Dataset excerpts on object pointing
## BEGIN
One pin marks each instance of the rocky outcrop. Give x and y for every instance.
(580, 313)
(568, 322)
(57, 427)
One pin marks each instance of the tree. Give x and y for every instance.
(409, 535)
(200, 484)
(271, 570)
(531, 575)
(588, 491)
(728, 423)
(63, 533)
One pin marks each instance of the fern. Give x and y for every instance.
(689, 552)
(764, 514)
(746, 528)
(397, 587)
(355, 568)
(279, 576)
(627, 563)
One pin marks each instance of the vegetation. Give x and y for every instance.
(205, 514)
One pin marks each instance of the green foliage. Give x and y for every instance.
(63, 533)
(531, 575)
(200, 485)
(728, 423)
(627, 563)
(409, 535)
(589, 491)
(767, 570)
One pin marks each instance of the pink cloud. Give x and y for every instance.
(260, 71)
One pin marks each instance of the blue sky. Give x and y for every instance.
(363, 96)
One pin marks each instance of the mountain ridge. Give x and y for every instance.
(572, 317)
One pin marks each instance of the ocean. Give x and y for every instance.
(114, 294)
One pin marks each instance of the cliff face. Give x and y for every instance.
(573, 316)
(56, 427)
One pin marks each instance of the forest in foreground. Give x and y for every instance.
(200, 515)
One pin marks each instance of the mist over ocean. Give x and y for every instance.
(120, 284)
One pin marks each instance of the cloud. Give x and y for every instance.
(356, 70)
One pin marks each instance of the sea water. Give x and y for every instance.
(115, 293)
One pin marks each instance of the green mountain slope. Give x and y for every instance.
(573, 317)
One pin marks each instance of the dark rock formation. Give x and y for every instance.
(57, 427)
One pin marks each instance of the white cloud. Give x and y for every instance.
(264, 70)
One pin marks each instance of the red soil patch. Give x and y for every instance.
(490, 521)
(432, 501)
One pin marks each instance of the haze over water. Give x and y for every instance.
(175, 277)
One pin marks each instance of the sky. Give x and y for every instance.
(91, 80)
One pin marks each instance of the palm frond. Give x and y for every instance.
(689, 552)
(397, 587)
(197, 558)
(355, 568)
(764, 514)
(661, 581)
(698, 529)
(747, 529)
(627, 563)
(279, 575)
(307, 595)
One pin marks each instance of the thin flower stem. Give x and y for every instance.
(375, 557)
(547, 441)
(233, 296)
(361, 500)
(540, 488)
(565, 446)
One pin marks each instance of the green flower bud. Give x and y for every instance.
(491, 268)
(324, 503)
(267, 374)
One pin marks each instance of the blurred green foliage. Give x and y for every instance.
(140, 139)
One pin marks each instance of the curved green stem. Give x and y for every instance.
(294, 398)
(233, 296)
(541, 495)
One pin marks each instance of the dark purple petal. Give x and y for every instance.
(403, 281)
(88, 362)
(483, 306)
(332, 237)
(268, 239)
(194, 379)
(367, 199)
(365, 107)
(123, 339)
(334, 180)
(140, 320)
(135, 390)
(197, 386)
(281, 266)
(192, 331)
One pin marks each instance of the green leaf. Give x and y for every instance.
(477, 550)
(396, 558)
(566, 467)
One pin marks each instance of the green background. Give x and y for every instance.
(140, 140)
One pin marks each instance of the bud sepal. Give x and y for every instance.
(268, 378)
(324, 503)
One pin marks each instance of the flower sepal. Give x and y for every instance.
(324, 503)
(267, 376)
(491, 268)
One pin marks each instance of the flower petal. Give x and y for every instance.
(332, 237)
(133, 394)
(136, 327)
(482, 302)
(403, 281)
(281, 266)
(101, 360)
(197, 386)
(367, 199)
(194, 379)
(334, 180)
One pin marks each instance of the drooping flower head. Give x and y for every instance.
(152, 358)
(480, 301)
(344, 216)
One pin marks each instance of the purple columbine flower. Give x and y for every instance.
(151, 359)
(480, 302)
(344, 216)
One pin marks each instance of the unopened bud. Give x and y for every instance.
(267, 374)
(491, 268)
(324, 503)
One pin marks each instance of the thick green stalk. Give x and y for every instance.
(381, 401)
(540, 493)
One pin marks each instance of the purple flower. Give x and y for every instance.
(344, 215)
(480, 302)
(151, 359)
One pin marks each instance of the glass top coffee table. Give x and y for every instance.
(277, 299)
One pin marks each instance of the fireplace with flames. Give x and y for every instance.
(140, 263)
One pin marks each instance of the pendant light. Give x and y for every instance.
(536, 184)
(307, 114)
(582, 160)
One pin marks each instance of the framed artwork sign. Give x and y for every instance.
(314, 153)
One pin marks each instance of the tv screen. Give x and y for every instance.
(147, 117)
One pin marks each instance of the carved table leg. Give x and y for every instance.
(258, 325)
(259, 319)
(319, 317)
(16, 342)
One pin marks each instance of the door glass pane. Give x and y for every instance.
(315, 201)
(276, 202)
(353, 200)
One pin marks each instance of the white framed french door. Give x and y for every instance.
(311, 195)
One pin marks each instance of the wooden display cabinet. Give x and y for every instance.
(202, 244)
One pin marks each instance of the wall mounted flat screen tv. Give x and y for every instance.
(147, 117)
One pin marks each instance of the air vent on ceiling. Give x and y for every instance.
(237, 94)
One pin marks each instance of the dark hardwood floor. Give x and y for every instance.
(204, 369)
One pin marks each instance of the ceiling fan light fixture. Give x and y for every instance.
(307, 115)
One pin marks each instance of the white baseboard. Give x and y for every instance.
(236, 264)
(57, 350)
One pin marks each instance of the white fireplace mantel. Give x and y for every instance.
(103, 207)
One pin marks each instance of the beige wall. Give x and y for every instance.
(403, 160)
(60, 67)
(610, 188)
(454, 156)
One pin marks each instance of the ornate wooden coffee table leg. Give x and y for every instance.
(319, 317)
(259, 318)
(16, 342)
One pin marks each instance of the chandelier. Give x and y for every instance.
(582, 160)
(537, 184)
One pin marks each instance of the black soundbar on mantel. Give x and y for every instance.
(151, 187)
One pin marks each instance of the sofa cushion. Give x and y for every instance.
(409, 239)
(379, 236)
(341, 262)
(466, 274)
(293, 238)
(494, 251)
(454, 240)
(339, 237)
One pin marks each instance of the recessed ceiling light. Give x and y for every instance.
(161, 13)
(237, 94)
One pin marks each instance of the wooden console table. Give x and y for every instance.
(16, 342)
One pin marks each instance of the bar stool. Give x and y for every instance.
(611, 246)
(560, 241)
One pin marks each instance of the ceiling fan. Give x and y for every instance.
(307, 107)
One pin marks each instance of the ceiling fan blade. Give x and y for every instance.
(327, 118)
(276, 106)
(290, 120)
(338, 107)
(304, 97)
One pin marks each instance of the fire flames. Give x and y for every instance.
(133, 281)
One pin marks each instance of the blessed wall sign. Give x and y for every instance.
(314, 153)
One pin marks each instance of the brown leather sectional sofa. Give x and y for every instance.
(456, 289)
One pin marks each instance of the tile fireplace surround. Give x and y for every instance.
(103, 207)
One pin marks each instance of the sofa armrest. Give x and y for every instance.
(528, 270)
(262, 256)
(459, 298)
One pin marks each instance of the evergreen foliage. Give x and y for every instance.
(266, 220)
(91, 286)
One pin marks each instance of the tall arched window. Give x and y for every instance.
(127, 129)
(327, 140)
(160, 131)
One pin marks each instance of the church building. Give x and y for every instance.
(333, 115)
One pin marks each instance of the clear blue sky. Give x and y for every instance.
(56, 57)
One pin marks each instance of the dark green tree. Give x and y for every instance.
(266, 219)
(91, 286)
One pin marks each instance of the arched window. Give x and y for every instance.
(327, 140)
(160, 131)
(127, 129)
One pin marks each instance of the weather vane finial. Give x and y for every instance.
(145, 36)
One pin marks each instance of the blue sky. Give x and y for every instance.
## END
_GIVEN PROBLEM_.
Set down, exactly and in full, the lines from the one containing "One pin marks each instance of the tall" through the end of the entries; no other line belongs.

_WRITTEN ANSWER_.
One pin marks each instance of the tall arched window. Give x and y for every instance.
(127, 129)
(327, 140)
(160, 131)
One pin marks each instance of the church building. Give x and y for every instance.
(333, 115)
One pin marks each instance of the clear blue sky. Give x and y for every instance.
(56, 57)
One pin marks each instance of the dark green tree. Give x and y for every instance.
(266, 219)
(91, 286)
One pin marks each instance of the arched window. Give x and y for every instance.
(327, 140)
(160, 131)
(127, 129)
One pin marks each instance of the weather vane finial. Give x and y for every instance.
(145, 36)
One pin marks each instance of the blue sky. Give x and y for every instance.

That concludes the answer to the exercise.